Con esta narrativa, amén de las arremetidas contra los “demagogos” que prometen el edén con tal de hacerse del poder, desde todos los frentes posibles los supuestos Temístocles del capitalismo salvaje exhortaron al Euribíades ciudadano (“golpéame, pero escucha”) para intentar ganar en una Salamina saqueada y empobrecida por décadas.
Si como aseguraba el filósofo alemán Gottfried Wilhelm Leibniz (además de matemático, lógico, teólogo, jurista, bibliotecario y político), la “razón” es la “concatenación de las verdades” y su sede es la realidad, nada diferente a la “nueva amenaza” ha sucedido en las últimas cuatro décadas al amparo del encubridor concepto de “libre mercado” y la democracia de fachada que lo acompaña, un período por demás populista y también plagado de demagógicas promesas de aterrizaje al paraíso (del primer mundo en 1994 a 56 millones de pobres en 2018, pasando por el bienestar para tu familia, el cambio sin cambiar con crecimiento económico del 7 por ciento; vivir mejor para estar peor y moverse para perpetuarse, profundizando la calamitosa desigualdad en nombre de la modernidad y del progreso).
La “razón” como esclava de los sentidos y no como señora de ellos, según derivaciones de la doctrina estoica, el “razonamiento” de los visionarios neoliberales, como el de los locos o de los niños, se confirma como sello de la pérdida de contacto con la realidad, “un aviso para los navegantes metafísicos”, e impone “un baño de sensatez para las entonaciones de la metafísica y sus desvaríos”, al decir de ciertos estudiosos.
No en balde el pensador vienés Paul Karl Feyerabend anunció el “Adiós a la Razón”, desplazada en este y muchos casos por el juego de poderes.

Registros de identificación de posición

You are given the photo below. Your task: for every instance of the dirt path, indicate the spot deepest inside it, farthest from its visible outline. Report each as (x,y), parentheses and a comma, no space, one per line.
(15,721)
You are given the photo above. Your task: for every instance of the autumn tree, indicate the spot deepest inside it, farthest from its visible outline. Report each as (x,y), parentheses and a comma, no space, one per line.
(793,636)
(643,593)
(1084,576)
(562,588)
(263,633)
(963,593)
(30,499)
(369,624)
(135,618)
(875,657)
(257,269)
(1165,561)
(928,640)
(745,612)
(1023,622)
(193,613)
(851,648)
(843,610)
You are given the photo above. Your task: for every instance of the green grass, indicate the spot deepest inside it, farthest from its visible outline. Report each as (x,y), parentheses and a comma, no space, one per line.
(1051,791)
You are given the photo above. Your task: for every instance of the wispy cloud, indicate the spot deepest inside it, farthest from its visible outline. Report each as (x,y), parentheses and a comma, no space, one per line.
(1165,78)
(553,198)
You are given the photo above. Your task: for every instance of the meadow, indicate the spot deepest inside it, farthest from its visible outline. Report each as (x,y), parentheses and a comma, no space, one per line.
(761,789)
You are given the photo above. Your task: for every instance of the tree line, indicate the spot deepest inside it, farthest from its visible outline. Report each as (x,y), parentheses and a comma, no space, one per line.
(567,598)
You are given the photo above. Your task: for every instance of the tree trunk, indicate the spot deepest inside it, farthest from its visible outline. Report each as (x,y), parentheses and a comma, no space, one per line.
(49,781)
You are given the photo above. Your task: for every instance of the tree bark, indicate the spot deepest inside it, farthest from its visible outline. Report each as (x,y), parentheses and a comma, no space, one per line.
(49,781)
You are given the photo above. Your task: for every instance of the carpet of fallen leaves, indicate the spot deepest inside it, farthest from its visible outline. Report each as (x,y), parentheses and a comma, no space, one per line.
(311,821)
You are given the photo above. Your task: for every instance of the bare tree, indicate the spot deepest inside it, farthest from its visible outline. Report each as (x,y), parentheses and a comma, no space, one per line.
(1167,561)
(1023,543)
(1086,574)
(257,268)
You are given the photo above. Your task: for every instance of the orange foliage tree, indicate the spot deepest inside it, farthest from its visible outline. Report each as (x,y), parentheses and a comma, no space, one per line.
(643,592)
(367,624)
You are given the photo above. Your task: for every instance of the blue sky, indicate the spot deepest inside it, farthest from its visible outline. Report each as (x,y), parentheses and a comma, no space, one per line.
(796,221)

Tareas escritas:
a: Según el fragmento, ¿cuántos pobres había en 2018?
b: Traduce al inglés esta oración del fragmento: «No en balde el pensador vienés Paul Karl Feyerabend anunció el “Adiós a la Razón”, desplazada en este y muchos casos por el juego de poderes.»
c: Transcribe del fragmento el pasaje que va de "Con esta narrativa, amén" a "empobrecida por décadas.", ambos incluidos.
Los datos no hacen falta para nada de lo que sigue.

Respuestas esperadas:
a: 56 millones.

b: Not for nothing did the Viennese thinker Paul Karl Feyerabend announce the "Farewell to Reason," displaced in this and many cases by the play of powers.

c:
Con esta narrativa, amén de las arremetidas contra los “demagogos” que prometen el edén con tal de hacerse del poder, desde todos los frentes posibles los supuestos Temístocles del capitalismo salvaje exhortaron al Euribíades ciudadano (“golpéame, pero escucha”) para intentar ganar en una Salamina saqueada y empobrecida por décadas.